#### What needs to be done:
In the passage on place fields, why do the findings of Grieves et al. lead to the conclusion that both boundaries and a directional input influence the firing of place cells?

#### Passage shown:
════════════════════

Place Fields Are Driven by Borders and by Directional Inputs
The repetition of place fields in maze compartments of the same shape and orientation suggests that place cells are driven by local boundaries [1, 2, 3, 7]. Evidence also indicates that place cells are sensitive to direction. In rats, place cells in dorsal portions of the hippocampus typically fire in only one location on a plus maze or a radial arm maze, despite there being four or eight similar maze arms [8, 9, 10]. They also fire when the animal traverses a maze segment in one direction, but not the opposite direction [1, 11, 12, 13] (but see [14]). The same sensitivity is not observed in the ventral CA3 cells, and cells therein show less theta modulation, and firing on all arms of a radial maze [15].
Grieves et al. [4] provided evidence for a sensitivity to local boundaries and allocentric direction by demonstrating that the place fields of cells in dorsal CA1 repeat across four identical compartments when these are arranged in parallel, but not when they are arranged in different orientations. Thus, when compartments have similar boundaries and the same orientation, place field repetition is observed. However, when compartments have the same boundaries but different orientations, less place field repetition is observed. This suggests that both boundaries and a directional input influence the firing of place cells. Indeed, accumulating evidence indicates that directional signals are present within the hippocampus [16, 17, 18]. There is also evidence from brown bats and Egyptian fruit bats that CA1 place cells also show directional tuning [19].

════════════════════

(Dataset items)
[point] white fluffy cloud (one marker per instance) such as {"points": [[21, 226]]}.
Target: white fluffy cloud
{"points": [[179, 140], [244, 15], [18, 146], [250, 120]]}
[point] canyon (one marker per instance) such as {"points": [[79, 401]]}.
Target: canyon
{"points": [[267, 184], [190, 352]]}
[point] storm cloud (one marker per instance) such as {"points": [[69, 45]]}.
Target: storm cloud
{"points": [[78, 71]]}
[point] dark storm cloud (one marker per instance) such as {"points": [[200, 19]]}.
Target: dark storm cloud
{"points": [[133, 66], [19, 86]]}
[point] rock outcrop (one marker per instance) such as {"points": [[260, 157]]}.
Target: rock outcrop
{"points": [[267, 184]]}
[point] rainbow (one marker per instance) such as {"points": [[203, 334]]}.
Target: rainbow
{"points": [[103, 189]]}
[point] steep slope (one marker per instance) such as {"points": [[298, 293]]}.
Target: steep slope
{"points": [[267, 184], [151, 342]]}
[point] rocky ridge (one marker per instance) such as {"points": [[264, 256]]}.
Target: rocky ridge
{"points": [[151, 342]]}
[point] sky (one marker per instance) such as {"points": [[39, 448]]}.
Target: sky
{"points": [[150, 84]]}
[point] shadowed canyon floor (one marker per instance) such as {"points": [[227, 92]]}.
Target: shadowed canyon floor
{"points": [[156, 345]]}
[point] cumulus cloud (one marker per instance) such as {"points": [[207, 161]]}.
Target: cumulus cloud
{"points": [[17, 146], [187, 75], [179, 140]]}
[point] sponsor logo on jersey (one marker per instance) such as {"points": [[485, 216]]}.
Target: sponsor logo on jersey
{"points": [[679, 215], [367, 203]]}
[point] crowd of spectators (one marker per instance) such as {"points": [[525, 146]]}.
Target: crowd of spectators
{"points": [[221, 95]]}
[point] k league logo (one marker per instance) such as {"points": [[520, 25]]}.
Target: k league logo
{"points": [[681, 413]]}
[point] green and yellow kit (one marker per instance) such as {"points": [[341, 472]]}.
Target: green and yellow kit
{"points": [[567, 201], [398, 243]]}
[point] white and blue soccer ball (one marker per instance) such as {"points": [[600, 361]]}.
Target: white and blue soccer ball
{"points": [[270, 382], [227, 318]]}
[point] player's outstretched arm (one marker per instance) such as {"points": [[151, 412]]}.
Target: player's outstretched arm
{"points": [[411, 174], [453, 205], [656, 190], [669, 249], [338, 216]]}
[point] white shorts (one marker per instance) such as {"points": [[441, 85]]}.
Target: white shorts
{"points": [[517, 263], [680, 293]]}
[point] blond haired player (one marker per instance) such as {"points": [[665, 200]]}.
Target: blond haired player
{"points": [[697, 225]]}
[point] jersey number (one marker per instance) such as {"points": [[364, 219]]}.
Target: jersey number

════════════════════

#### Answer to this task:
Grieves et al. found that place fields of dorsal CA1 cells repeat across four identical compartments arranged in parallel, but repeat less when the same compartments face different orientations. Repetition across compartments with similar boundaries points to a role for boundaries. Reduced repetition when only orientation changes points to a directional input.